WORK INSTRUCTIONS >> Exactly repeat the material, dropping only the pictures.

DATA PROVIDED >>
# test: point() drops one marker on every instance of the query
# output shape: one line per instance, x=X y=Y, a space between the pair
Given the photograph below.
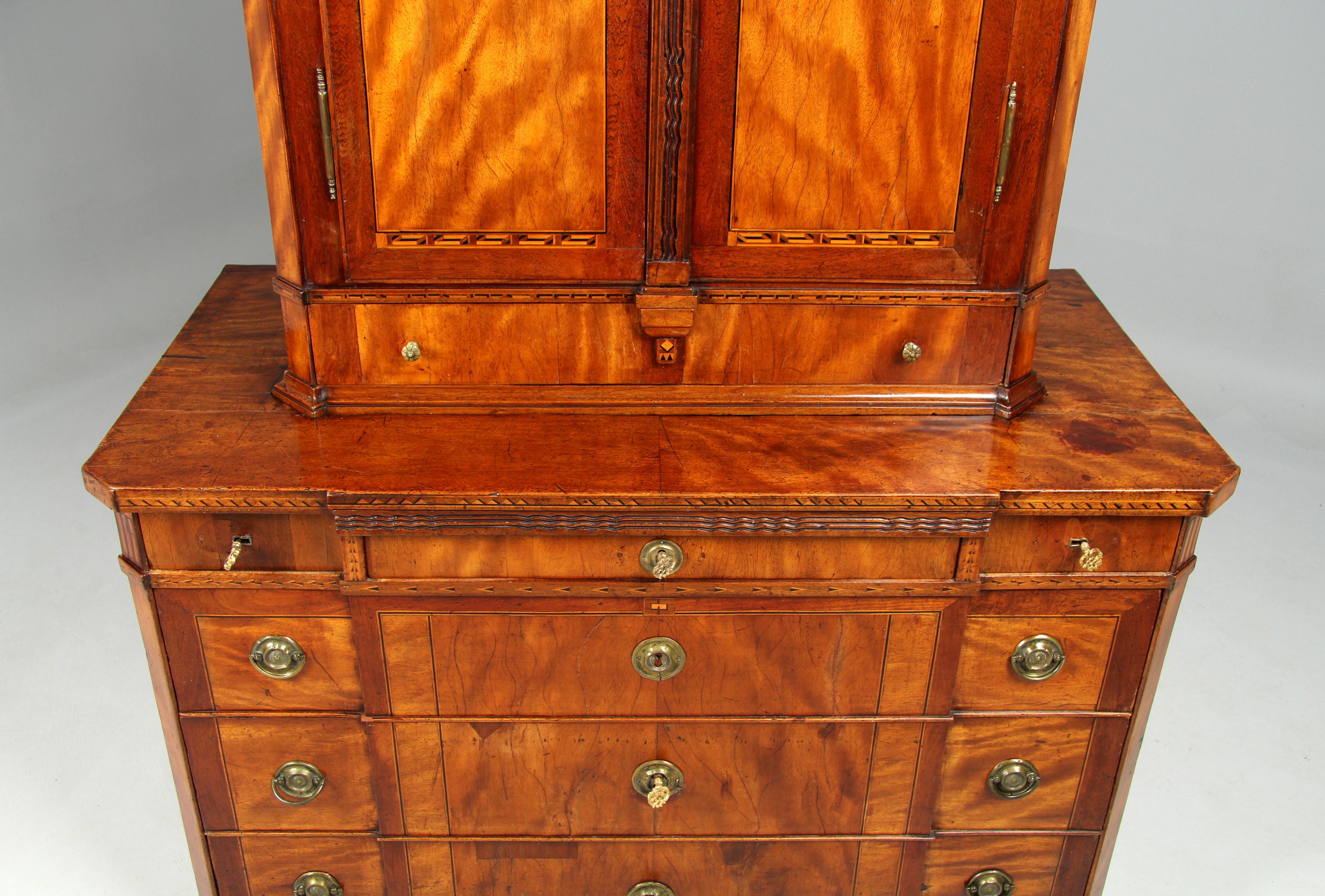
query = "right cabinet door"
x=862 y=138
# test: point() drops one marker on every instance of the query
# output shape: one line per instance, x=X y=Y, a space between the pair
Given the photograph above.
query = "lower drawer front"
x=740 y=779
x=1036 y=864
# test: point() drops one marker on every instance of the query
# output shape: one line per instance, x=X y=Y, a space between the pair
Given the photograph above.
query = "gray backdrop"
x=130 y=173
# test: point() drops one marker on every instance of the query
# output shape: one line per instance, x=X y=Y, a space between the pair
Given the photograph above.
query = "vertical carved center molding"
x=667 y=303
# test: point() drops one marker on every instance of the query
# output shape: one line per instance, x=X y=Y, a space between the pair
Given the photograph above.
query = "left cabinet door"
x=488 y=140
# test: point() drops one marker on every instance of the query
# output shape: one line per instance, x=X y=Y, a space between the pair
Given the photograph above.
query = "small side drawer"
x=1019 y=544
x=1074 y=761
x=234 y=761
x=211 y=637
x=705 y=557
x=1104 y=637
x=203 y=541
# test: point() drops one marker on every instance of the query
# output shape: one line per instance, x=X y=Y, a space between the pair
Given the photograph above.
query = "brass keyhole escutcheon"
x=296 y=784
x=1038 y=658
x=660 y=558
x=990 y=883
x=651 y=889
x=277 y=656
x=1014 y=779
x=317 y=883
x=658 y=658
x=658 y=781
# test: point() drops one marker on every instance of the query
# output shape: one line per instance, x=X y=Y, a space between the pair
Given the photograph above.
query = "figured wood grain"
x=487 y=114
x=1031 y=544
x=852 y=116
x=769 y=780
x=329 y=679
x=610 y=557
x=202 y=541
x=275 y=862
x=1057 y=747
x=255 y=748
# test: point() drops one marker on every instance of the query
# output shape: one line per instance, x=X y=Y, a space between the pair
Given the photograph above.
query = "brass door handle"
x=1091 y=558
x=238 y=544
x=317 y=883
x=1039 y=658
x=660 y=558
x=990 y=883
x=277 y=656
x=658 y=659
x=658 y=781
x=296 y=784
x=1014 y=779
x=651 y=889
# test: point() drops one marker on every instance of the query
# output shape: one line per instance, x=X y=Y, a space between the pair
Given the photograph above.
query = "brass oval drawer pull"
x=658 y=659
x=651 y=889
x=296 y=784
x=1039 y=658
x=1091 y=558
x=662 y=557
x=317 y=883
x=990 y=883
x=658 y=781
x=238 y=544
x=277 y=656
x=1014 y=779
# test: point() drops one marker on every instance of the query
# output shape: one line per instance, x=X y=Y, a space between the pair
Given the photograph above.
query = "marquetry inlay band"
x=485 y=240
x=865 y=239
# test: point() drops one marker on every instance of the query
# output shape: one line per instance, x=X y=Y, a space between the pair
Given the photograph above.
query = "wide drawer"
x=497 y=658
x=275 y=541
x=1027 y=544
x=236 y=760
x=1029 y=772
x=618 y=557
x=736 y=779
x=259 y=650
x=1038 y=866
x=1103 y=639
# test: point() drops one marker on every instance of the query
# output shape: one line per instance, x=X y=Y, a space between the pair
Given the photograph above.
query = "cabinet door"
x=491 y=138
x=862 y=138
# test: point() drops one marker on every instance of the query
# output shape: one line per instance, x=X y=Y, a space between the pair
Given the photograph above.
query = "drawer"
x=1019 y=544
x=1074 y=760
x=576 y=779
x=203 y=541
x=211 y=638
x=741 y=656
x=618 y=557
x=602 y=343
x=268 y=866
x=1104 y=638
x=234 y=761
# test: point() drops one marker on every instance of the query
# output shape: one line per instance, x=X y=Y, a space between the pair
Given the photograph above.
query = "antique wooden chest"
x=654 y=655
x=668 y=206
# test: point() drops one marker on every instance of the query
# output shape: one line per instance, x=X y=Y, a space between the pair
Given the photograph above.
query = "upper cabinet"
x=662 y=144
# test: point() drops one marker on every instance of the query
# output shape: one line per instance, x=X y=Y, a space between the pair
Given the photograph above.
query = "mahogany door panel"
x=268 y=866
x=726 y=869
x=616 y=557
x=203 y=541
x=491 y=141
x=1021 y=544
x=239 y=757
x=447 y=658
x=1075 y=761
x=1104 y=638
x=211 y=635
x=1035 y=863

RESULT OF THE TASK >>
# test: point() drops one marker on every instance of the query
# output shape: one line per instance, x=X y=Y, a space between the pair
Given the photograph below.
query = "right cabinet door"
x=862 y=138
# test: point() drops one marker on every instance of the query
# output shape: one line per instance, x=X y=Y, a space between the pair
Given the photograph above.
query = "lower drawer front"
x=740 y=779
x=1036 y=864
# test: point() drops one marker on every instance of the query
# output shape: one line per instance, x=X y=Y, a space between the pair
Given the photograph above.
query = "gray backdrop"
x=130 y=173
# test: point() drops one marker on every instance of the query
# output shape: one line per instance, x=X y=Y, a space between the pair
Given the photograph above.
query = "vertical carved center molding"
x=667 y=303
# test: point() drops one marker on every instance of the query
# output shape: one line per instance, x=X y=Y, a space between the pair
Given the photograph above.
query = "left cabinet door"
x=488 y=140
# test: point() drops one marker on every instance of the query
# output shape: one line per instance, x=X y=Y, a space between the pair
Given the photograph above.
query = "small side drawer"
x=1019 y=544
x=1074 y=761
x=234 y=761
x=211 y=637
x=705 y=557
x=1104 y=637
x=203 y=541
# test: point() drops one marker on every instance of the query
# output shape: one line per instance, x=X y=Y, a space between the pair
Given the photograph above.
query = "brass keyhole escutcheon"
x=296 y=784
x=1038 y=658
x=660 y=558
x=990 y=883
x=651 y=889
x=277 y=656
x=1014 y=779
x=317 y=883
x=658 y=658
x=658 y=781
# test: point() drops one marker on every instance of the query
# output shape: one line per instance, x=X y=Y, a space between the pair
Given the photograph above.
query = "figured wood grain"
x=487 y=114
x=1031 y=544
x=852 y=116
x=769 y=780
x=329 y=679
x=610 y=557
x=202 y=541
x=275 y=862
x=1057 y=747
x=255 y=748
# test: point() drops one marker on every instance of the query
# output shape: one line per instance, x=X y=Y, a space between the pair
Given the photograph above.
query = "brass door handle"
x=1091 y=558
x=238 y=544
x=317 y=883
x=1039 y=658
x=660 y=558
x=990 y=883
x=277 y=656
x=658 y=659
x=658 y=781
x=296 y=784
x=1014 y=779
x=651 y=889
# test: point() drops one marker on every instance of the query
# output shape: one line per instance, x=X y=Y, a space between the pair
Given the photograph above.
query = "brass oval drawer pull"
x=658 y=659
x=651 y=889
x=296 y=784
x=1039 y=658
x=1091 y=558
x=662 y=557
x=317 y=883
x=990 y=883
x=658 y=781
x=238 y=544
x=277 y=656
x=1014 y=779
# test: point() drops one marker on every instance of the query
# output shape: one line per instance, x=X y=Y, a space between the pair
Given the photograph above.
query = "marquetry inlay band"
x=485 y=240
x=865 y=239
# test: point() drops one marker on every instance of the query
# output shape: one line per instance, x=X y=Y, a space between the pair
Given the photograph above.
query = "wide drawer"
x=497 y=658
x=275 y=541
x=1027 y=544
x=236 y=760
x=1029 y=772
x=618 y=557
x=736 y=779
x=259 y=650
x=1038 y=866
x=1103 y=639
# test: point() drops one marker on every instance of the query
# output shape: one line per instance, x=X y=Y, a space between the pair
Given the photograph above.
query = "cabinet door"
x=491 y=138
x=862 y=138
# test: point() drops one marker on every instance of the query
# output shape: one line per instance, x=X y=Y, a space between the pair
Given the photograph above.
query = "drawer"
x=1019 y=544
x=1074 y=760
x=576 y=779
x=203 y=541
x=211 y=638
x=741 y=656
x=618 y=557
x=602 y=343
x=268 y=866
x=1104 y=638
x=234 y=761
# test: point() drops one marker on every instance of the query
# output shape: one line per instance, x=X y=Y, a space between the pair
Given the photograph above.
query = "antique wooden chest"
x=654 y=655
x=668 y=206
# test: point() drops one marker on every instance of the query
# output shape: one line per instance, x=X y=Y, a space between the pair
Given the photograph above.
query = "upper cabinet"
x=662 y=144
# test: point() drops one marker on every instance of the query
# output shape: one line per instance, x=X y=Y, a space between the pair
Given the photograph above.
query = "mahogany door panel"
x=268 y=866
x=726 y=869
x=616 y=557
x=203 y=541
x=491 y=141
x=1021 y=544
x=239 y=757
x=447 y=658
x=1075 y=761
x=1104 y=638
x=211 y=635
x=1035 y=863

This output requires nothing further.